§ What the task requires: Whatever runs from the line with "A colleague claims the stack" to the end of the records below must be copied exactly, with nothing else included.

§ Phrase grounding data:
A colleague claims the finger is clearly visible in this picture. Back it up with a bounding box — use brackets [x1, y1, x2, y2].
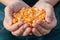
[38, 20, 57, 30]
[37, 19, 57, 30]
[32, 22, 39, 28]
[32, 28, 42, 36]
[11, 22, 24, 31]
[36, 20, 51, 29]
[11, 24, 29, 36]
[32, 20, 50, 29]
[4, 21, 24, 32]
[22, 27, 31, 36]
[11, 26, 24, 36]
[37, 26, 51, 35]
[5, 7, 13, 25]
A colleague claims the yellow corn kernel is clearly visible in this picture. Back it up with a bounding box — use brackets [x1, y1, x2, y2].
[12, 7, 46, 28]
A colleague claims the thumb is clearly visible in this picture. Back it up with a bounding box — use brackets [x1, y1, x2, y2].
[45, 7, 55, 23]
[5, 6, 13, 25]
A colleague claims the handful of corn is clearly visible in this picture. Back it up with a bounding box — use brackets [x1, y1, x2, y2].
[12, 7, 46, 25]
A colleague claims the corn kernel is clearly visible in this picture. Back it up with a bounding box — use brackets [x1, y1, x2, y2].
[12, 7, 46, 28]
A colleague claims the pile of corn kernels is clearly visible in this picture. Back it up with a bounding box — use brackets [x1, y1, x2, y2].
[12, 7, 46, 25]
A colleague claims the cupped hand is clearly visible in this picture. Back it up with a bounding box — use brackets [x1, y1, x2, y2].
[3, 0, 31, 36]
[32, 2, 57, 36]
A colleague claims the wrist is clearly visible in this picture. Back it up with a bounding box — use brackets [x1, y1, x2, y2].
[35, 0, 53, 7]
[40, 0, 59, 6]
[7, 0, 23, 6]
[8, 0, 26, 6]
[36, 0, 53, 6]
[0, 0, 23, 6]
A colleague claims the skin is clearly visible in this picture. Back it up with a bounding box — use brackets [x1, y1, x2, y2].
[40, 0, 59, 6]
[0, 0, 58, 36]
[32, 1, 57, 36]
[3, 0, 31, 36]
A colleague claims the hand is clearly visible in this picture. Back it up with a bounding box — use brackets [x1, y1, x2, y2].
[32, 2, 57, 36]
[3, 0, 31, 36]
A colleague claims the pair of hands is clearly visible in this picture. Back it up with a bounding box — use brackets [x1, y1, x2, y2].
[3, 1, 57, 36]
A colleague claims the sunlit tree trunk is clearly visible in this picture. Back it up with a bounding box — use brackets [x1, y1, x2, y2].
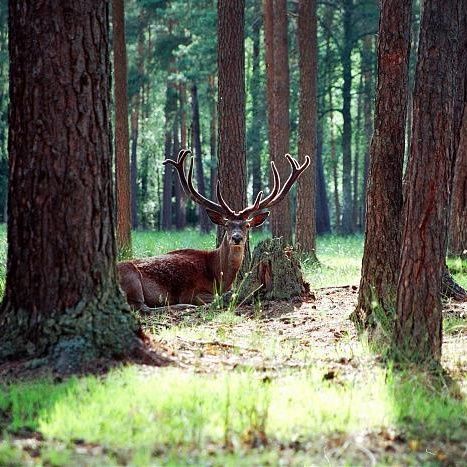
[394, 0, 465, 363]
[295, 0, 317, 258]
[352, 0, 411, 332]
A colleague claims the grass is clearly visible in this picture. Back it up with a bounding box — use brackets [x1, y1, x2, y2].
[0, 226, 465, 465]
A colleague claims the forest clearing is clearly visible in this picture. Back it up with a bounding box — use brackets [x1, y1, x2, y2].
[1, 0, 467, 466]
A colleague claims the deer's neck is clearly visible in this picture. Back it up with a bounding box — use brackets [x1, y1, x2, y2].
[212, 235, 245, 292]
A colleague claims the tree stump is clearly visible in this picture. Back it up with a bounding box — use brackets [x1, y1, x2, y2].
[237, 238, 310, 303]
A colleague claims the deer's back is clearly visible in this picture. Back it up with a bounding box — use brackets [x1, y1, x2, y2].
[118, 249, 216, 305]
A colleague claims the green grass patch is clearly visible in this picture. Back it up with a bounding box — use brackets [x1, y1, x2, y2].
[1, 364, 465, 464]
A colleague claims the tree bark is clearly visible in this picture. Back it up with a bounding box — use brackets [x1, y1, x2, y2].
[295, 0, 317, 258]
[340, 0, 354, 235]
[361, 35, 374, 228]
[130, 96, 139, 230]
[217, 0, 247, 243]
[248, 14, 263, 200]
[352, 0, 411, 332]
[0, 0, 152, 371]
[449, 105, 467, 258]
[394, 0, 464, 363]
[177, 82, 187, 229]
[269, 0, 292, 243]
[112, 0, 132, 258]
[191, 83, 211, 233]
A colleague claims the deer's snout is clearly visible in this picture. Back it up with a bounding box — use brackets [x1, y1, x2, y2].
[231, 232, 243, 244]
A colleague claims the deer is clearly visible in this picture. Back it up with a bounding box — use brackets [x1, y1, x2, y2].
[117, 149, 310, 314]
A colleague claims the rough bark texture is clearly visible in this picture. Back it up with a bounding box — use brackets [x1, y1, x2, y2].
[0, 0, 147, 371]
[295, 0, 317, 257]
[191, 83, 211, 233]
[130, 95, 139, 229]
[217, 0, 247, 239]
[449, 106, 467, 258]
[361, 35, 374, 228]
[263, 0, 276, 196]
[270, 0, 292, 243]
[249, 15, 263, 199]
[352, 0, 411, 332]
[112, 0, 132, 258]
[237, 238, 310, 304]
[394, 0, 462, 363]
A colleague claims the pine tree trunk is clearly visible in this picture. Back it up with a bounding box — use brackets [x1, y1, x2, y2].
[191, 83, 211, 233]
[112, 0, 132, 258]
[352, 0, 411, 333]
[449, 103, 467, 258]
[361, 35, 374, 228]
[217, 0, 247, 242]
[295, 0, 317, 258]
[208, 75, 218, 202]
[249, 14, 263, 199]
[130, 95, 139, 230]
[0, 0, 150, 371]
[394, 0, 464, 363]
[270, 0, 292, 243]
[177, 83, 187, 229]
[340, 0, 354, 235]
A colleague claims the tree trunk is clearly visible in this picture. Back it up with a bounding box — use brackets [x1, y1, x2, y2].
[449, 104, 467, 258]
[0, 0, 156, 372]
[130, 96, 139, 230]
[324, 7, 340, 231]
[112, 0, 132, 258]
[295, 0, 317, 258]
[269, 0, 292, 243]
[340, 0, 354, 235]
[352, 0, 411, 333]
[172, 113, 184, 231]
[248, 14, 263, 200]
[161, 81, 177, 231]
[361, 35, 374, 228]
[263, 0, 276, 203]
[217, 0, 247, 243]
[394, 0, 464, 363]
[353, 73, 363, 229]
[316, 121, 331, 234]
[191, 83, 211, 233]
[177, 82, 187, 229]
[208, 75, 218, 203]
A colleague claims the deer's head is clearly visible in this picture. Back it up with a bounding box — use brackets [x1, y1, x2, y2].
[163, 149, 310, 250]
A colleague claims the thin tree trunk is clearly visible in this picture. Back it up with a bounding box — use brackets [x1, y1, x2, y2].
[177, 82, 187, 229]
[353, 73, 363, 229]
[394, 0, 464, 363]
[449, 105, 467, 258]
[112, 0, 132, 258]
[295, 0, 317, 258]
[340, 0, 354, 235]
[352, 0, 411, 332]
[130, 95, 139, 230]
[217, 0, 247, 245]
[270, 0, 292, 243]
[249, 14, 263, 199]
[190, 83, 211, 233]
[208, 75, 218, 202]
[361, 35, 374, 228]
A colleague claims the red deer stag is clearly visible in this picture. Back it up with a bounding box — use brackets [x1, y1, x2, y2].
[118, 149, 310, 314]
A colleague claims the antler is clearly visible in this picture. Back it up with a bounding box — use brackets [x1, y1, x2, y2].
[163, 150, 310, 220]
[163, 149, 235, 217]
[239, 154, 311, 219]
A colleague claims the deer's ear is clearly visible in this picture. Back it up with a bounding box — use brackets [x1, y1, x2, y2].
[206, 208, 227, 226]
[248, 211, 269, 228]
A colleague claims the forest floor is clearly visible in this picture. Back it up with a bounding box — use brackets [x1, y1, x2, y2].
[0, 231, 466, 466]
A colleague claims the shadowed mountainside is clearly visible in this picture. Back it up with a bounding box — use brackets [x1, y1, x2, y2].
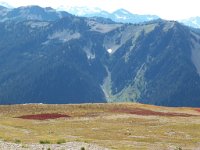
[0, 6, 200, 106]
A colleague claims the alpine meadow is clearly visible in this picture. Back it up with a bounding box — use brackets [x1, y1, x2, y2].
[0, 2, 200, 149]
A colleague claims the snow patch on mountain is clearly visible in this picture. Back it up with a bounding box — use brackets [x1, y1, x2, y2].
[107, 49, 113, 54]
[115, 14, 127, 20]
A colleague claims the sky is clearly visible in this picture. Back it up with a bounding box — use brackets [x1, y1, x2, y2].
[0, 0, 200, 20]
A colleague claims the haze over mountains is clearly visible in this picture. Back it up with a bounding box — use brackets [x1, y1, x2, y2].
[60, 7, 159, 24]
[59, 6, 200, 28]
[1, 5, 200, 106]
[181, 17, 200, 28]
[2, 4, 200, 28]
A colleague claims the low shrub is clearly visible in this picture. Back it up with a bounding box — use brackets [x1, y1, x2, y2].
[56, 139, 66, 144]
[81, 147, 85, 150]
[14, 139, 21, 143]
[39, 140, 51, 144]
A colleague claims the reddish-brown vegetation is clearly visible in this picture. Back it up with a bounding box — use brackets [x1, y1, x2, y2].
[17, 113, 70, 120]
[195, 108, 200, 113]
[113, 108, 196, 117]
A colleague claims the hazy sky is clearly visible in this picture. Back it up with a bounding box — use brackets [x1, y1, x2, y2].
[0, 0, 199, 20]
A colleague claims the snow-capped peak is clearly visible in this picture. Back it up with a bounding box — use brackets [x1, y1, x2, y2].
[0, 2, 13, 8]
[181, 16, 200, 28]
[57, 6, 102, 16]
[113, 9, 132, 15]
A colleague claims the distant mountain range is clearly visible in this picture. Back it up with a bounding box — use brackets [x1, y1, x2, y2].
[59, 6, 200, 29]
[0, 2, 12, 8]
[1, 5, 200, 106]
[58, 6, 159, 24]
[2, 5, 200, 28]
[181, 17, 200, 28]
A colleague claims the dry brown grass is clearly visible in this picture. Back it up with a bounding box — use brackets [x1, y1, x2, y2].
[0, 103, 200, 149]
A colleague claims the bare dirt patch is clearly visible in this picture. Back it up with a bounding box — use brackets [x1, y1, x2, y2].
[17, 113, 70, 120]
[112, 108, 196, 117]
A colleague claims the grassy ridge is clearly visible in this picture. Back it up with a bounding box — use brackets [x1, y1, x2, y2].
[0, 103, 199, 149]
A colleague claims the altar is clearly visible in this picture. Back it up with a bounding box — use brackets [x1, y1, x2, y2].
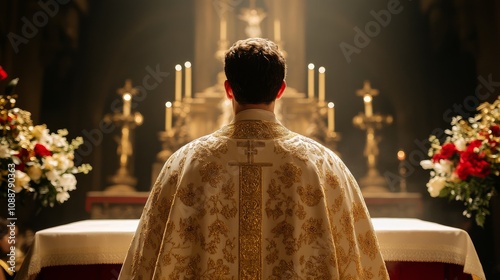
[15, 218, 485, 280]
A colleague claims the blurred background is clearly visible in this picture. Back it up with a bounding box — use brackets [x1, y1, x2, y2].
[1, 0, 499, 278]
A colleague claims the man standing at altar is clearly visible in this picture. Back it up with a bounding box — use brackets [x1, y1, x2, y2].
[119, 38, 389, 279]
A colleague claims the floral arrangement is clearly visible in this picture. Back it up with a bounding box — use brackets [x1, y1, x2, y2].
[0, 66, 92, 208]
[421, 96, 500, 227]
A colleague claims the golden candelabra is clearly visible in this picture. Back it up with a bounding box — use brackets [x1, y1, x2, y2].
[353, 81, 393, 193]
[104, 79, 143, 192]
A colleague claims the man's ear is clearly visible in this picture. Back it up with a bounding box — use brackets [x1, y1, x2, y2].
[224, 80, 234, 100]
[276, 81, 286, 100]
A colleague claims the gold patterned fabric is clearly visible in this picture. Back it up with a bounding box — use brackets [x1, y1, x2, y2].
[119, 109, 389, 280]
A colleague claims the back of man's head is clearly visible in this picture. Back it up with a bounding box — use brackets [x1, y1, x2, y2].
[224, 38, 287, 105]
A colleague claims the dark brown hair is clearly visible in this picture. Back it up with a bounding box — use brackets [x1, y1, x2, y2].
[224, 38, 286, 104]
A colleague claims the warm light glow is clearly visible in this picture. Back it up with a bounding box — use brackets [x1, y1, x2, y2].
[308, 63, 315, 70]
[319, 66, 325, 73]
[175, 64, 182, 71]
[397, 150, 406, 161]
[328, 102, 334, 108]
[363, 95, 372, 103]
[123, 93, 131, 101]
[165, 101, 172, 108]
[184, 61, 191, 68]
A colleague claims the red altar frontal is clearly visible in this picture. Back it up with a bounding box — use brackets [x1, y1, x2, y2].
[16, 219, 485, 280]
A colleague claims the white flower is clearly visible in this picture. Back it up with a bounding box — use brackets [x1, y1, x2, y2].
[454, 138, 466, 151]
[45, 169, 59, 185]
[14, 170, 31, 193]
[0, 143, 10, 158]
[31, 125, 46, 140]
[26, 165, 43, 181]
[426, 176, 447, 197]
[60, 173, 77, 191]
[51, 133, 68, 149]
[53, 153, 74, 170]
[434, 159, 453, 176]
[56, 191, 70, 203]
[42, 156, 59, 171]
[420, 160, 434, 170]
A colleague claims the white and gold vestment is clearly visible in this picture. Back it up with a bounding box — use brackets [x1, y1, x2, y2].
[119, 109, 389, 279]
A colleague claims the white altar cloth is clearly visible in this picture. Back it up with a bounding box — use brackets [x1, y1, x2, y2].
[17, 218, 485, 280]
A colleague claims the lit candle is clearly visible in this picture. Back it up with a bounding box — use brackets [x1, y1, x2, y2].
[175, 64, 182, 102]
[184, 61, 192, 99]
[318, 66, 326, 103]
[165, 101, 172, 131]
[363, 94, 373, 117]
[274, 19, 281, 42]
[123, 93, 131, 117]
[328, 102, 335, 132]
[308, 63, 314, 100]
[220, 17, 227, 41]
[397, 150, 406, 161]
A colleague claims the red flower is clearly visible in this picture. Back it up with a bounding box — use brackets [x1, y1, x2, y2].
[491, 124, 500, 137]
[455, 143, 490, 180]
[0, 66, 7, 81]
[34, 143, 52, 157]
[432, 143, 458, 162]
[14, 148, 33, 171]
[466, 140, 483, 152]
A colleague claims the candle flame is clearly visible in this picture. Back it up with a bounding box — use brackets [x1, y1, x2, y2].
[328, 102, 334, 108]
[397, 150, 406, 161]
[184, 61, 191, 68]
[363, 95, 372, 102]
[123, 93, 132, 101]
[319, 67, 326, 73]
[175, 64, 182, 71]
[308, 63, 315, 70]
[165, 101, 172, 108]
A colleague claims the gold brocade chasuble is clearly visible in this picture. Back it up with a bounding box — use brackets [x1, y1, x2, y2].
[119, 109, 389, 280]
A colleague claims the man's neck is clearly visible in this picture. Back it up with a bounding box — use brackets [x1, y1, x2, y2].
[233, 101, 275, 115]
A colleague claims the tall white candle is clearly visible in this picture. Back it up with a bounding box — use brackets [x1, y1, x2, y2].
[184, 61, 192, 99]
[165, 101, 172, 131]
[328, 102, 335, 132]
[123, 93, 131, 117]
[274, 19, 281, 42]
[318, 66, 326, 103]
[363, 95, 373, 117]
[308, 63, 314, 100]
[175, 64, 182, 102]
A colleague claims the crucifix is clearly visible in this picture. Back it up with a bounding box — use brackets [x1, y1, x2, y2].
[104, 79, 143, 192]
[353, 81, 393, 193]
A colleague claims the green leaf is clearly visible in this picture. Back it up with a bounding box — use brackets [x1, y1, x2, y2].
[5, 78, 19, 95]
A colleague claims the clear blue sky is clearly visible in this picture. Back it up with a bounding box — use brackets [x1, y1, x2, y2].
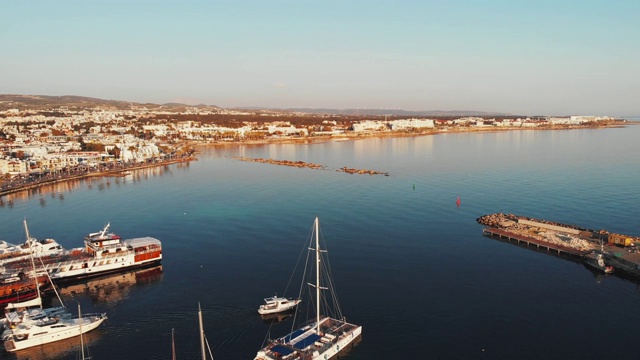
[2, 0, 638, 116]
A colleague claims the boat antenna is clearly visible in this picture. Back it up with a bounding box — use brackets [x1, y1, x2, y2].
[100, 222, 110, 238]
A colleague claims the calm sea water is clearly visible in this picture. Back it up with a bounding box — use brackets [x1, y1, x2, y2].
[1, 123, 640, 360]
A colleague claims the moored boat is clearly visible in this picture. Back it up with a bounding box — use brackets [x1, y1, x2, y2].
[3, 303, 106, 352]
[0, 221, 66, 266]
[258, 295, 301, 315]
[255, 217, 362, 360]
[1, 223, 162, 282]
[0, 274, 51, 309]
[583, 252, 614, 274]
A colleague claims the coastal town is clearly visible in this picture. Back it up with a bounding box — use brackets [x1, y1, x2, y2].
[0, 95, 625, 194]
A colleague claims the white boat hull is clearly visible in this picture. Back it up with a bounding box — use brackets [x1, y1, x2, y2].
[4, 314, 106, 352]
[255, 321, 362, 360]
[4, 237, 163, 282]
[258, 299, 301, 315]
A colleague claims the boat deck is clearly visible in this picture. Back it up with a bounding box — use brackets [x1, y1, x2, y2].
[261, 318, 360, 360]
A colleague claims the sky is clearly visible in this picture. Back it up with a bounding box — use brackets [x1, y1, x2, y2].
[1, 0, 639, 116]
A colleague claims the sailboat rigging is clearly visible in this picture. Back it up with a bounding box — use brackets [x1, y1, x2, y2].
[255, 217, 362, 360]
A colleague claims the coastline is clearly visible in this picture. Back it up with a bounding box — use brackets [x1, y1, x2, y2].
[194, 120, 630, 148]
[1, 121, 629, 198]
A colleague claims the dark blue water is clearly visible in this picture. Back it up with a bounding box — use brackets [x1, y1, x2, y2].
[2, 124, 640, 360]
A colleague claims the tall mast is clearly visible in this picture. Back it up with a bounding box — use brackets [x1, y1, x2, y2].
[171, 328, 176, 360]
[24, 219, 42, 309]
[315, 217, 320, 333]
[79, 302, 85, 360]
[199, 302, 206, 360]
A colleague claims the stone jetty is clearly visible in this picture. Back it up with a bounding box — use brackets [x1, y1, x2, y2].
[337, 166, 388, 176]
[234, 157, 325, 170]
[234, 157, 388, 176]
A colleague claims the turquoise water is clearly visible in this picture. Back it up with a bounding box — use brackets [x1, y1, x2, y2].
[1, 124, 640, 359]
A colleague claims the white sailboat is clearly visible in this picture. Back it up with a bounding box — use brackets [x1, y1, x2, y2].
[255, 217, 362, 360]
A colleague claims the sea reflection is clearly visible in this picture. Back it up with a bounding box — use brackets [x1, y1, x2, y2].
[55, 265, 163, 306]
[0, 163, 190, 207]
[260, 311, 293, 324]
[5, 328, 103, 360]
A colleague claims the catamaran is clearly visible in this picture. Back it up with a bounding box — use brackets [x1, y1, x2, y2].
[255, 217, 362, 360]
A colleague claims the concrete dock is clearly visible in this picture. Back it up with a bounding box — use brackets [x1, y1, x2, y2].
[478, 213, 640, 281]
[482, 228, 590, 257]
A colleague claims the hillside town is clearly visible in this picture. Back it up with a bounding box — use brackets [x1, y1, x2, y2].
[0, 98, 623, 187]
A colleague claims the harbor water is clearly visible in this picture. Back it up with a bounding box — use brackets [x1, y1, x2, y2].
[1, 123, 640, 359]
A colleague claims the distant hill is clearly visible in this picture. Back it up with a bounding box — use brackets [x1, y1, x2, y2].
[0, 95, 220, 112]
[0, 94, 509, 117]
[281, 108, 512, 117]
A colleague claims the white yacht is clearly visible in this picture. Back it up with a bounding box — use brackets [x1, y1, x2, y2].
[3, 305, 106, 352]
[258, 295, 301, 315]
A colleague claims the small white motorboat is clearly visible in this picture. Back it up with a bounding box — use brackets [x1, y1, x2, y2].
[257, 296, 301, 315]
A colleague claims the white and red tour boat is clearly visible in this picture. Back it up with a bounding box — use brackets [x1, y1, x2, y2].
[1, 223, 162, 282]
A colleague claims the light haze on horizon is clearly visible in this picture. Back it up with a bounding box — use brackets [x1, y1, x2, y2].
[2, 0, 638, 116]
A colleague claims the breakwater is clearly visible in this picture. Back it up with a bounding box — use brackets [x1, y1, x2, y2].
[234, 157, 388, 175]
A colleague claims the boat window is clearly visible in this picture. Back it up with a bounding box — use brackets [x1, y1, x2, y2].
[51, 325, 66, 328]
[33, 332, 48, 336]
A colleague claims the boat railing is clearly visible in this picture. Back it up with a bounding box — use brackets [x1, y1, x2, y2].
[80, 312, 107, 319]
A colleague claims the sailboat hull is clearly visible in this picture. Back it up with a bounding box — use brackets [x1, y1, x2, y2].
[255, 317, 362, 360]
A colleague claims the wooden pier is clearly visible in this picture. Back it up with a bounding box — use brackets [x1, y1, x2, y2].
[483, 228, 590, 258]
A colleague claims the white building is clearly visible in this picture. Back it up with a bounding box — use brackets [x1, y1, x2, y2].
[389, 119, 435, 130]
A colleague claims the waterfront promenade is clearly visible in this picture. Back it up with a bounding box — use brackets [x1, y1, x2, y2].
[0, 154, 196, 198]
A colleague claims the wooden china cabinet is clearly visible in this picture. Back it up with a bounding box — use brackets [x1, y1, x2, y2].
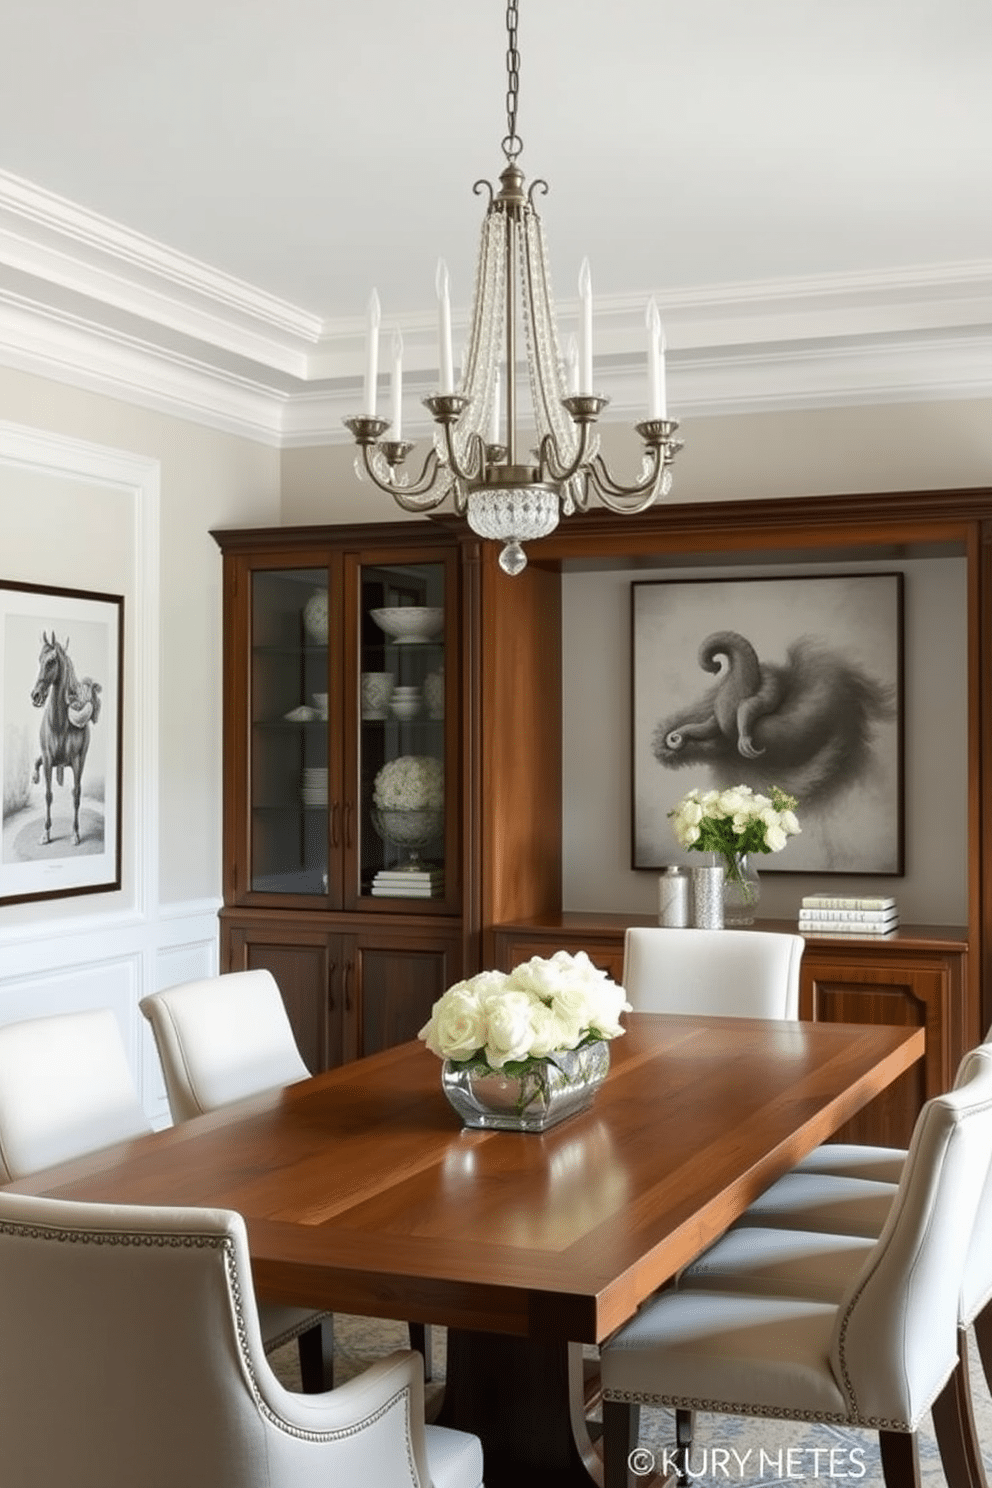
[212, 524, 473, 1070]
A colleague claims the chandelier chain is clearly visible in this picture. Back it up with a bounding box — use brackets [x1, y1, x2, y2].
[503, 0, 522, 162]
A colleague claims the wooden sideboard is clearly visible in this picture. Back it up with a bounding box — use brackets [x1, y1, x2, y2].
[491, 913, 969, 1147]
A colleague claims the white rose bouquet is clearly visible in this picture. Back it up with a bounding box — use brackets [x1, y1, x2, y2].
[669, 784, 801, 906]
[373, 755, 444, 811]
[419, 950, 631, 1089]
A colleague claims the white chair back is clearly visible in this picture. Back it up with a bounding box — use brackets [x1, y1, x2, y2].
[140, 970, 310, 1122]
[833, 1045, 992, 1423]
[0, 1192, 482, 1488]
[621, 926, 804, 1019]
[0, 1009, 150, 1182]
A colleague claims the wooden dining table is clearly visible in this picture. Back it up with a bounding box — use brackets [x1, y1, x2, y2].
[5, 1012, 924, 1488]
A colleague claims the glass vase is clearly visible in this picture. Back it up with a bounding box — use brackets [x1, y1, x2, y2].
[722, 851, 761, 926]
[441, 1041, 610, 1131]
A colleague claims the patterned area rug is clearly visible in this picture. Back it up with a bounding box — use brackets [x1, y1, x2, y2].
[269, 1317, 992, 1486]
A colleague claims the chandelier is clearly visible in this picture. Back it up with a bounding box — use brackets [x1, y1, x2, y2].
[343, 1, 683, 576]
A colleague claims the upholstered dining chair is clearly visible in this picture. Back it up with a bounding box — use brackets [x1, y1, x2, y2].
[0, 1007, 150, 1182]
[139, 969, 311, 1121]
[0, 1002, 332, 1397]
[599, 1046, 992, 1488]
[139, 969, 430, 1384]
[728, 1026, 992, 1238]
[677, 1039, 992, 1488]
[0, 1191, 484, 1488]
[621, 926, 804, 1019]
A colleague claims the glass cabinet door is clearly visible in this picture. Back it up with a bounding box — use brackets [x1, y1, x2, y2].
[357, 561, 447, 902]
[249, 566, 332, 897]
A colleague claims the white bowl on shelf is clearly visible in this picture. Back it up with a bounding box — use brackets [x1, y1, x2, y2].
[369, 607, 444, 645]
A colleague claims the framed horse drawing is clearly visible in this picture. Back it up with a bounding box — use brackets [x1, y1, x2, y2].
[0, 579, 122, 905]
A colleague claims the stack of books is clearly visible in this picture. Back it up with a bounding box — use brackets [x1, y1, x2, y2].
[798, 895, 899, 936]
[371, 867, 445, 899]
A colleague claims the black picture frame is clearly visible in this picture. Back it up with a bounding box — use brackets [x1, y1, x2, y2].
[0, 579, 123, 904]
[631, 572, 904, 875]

§ Your solution:
A colleague claims the stack of books is clearly visible in this picture. Back it up with a bounding box — use brackets [x1, y1, x2, y2].
[798, 895, 899, 936]
[371, 867, 445, 899]
A colleague claims the black picture frame is clearly visible in this picture. Back it up with a bounding box — use brackets [x1, y1, x2, y2].
[0, 579, 123, 904]
[631, 572, 904, 875]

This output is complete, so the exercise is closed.